*Goal of the exercise*: Transcribe each record word for word. Skip the images.

*Exercise material*:
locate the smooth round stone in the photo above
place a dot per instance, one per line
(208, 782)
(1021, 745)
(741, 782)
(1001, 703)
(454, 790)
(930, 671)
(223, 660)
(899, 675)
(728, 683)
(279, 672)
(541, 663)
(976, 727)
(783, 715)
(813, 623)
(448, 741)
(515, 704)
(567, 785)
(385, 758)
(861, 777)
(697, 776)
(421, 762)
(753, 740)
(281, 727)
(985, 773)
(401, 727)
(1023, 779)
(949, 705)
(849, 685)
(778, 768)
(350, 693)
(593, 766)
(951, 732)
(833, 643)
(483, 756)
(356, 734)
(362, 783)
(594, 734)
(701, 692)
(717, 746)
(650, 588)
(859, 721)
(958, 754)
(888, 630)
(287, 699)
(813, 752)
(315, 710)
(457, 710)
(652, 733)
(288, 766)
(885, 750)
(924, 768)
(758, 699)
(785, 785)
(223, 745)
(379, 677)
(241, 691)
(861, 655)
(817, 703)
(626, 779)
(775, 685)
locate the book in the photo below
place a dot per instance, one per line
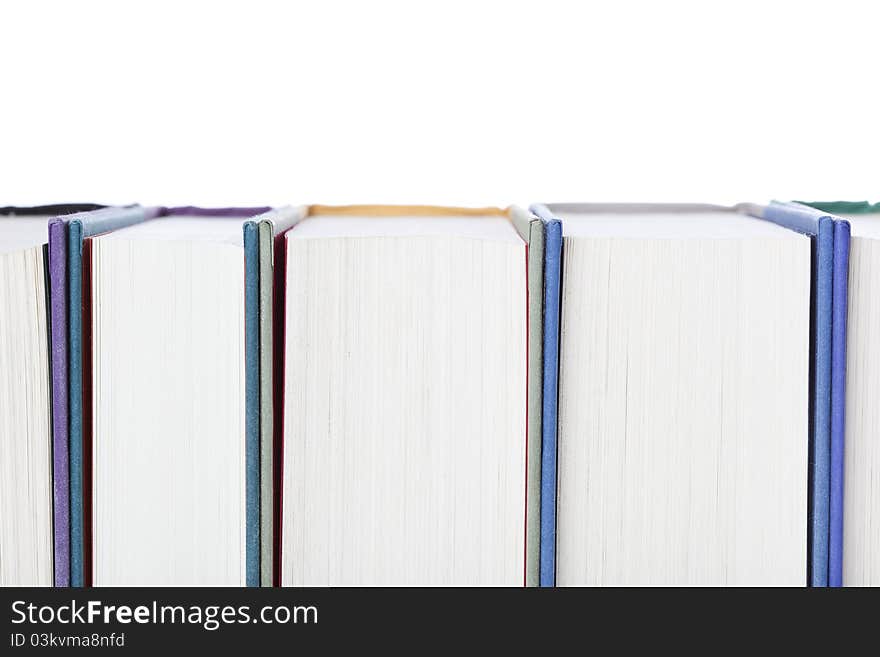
(857, 465)
(69, 246)
(830, 236)
(413, 382)
(265, 260)
(178, 405)
(28, 481)
(684, 395)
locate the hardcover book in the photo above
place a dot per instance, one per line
(684, 396)
(414, 376)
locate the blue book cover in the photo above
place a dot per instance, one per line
(550, 397)
(830, 237)
(80, 227)
(252, 402)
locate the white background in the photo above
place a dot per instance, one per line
(452, 102)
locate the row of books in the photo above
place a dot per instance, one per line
(573, 394)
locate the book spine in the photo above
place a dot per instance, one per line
(552, 287)
(838, 406)
(60, 454)
(252, 405)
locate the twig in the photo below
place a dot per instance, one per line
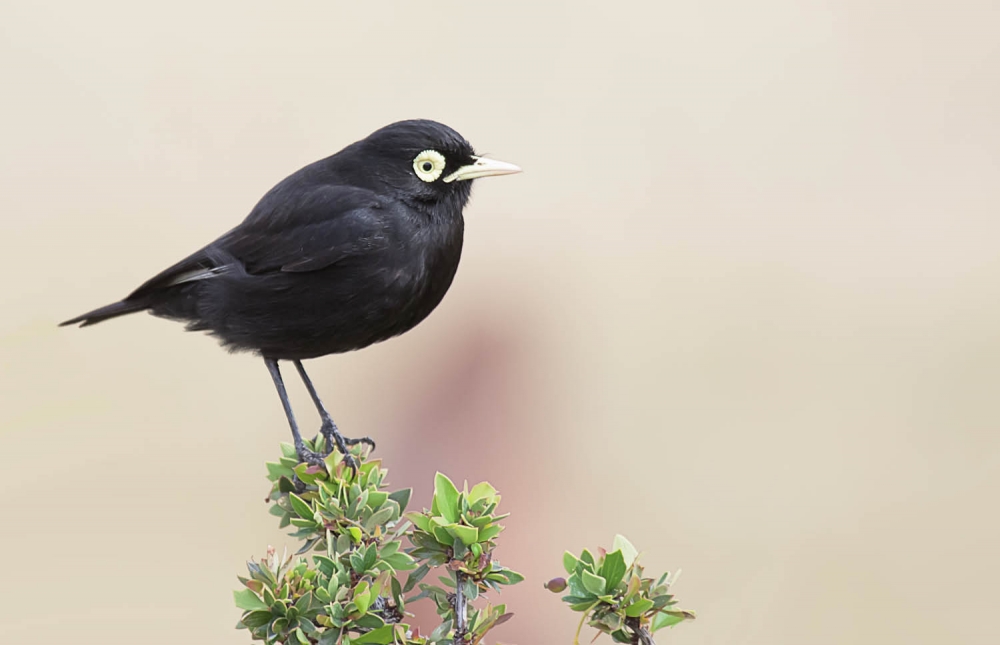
(640, 635)
(461, 627)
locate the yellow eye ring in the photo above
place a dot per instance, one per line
(429, 165)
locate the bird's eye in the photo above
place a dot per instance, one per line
(429, 165)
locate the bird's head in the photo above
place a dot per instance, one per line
(426, 161)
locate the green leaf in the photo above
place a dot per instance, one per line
(481, 491)
(256, 619)
(569, 562)
(639, 607)
(467, 534)
(613, 570)
(664, 619)
(300, 506)
(622, 544)
(381, 636)
(380, 517)
(440, 631)
(277, 471)
(420, 520)
(400, 561)
(401, 497)
(248, 600)
(489, 532)
(362, 598)
(446, 496)
(593, 583)
(371, 556)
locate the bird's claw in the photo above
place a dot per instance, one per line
(335, 439)
(310, 457)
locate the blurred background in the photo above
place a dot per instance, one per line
(742, 305)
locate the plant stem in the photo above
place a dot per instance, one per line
(640, 635)
(461, 628)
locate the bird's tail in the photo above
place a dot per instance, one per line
(113, 310)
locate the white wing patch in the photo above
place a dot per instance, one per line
(198, 274)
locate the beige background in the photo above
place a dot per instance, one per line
(741, 306)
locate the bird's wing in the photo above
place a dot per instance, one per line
(309, 230)
(305, 230)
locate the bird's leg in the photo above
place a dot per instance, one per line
(329, 428)
(304, 454)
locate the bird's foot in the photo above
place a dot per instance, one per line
(311, 457)
(334, 438)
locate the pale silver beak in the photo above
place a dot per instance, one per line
(482, 167)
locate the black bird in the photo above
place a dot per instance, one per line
(348, 251)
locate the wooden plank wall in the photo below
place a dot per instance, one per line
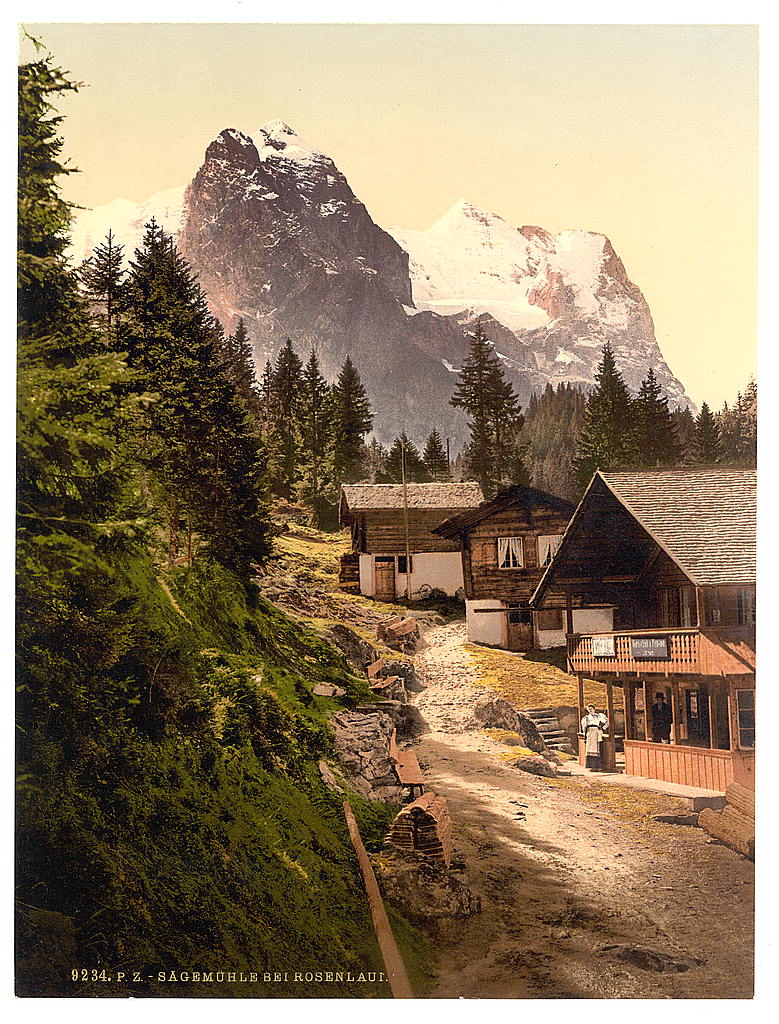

*Response below*:
locate the smooth round stone in the photo above
place a dot per instance, one per line
(208, 782)
(1021, 745)
(741, 782)
(1001, 703)
(454, 790)
(930, 671)
(223, 660)
(899, 675)
(728, 683)
(279, 672)
(541, 663)
(976, 727)
(783, 715)
(813, 623)
(448, 741)
(515, 704)
(567, 785)
(385, 758)
(861, 777)
(697, 776)
(421, 762)
(753, 740)
(281, 727)
(985, 773)
(401, 727)
(1023, 779)
(949, 705)
(849, 685)
(778, 768)
(350, 693)
(593, 766)
(951, 732)
(833, 643)
(483, 756)
(356, 734)
(362, 783)
(594, 734)
(701, 692)
(717, 746)
(650, 588)
(859, 721)
(958, 754)
(888, 630)
(287, 699)
(813, 752)
(315, 710)
(457, 710)
(652, 733)
(288, 766)
(885, 750)
(924, 768)
(758, 699)
(785, 785)
(223, 745)
(379, 677)
(241, 691)
(861, 655)
(817, 703)
(626, 779)
(775, 685)
locate the book in the photo below
place a dot per instance, one per line
(857, 465)
(69, 246)
(830, 236)
(413, 382)
(265, 260)
(178, 405)
(28, 481)
(684, 395)
locate the hardcover book in the photo above
place a dot per instance, one per line
(684, 396)
(414, 376)
locate the blue book cover in the photo above
place a dot per instance, one per line
(550, 397)
(830, 237)
(80, 227)
(252, 402)
locate the white background in the photo above
place a dot per instance, one per line
(452, 102)
locate the row of books in the photo above
place a dot per instance, one per line
(573, 394)
locate the book spine in the photo above
place a dot per instance, one per line
(552, 287)
(838, 406)
(60, 454)
(252, 405)
locate the twig in the photo below
place a dot per instance, one per line
(640, 635)
(461, 627)
locate the yellow eye ring in the photo above
place a dot per instance, one per line
(429, 165)
locate the bird's eye in the photo above
place a dot per instance, one per line
(429, 165)
locate the bird's head in the photo above
place a dot per instance, one per line
(426, 161)
locate the green leaf in the photo above
place a dot per instance, one per line
(481, 491)
(256, 619)
(569, 562)
(639, 607)
(467, 534)
(613, 570)
(664, 619)
(300, 506)
(622, 544)
(381, 636)
(380, 517)
(440, 631)
(277, 471)
(420, 520)
(400, 561)
(401, 497)
(248, 600)
(489, 532)
(362, 598)
(446, 496)
(593, 583)
(371, 556)
locate the bird's claw in the photo above
place a dot per instance, one per line
(335, 439)
(310, 457)
locate the blurred background in the photo above
place a dot per instance, one per line
(742, 305)
locate the plant stem in the photo above
place a dot per instance, one per line
(640, 635)
(461, 628)
locate the bird's tail in the photo above
place a dot per instance, one per line
(113, 310)
locate the white wing patch in the photo above
place a dot per instance, one per line
(198, 274)
locate the beige background in the photo above
place a dot per instance, one per line
(741, 306)
locate the bird's wing in the photo above
place a dot per instance, one per line
(309, 230)
(305, 230)
locate the bird's leg in the photo above
place a dot per instance, one per line
(329, 428)
(304, 454)
locate the bird's foot in the photo above
place a dot per instance, one per line
(311, 457)
(334, 438)
locate the pale silver beak in the photo above
place a dot per instance, one per line
(482, 167)
locate the black bird in the photo above
place a dot per instance, one per line
(348, 251)
locate the wooden plank wall in the photo below
place a dot per instance, one per line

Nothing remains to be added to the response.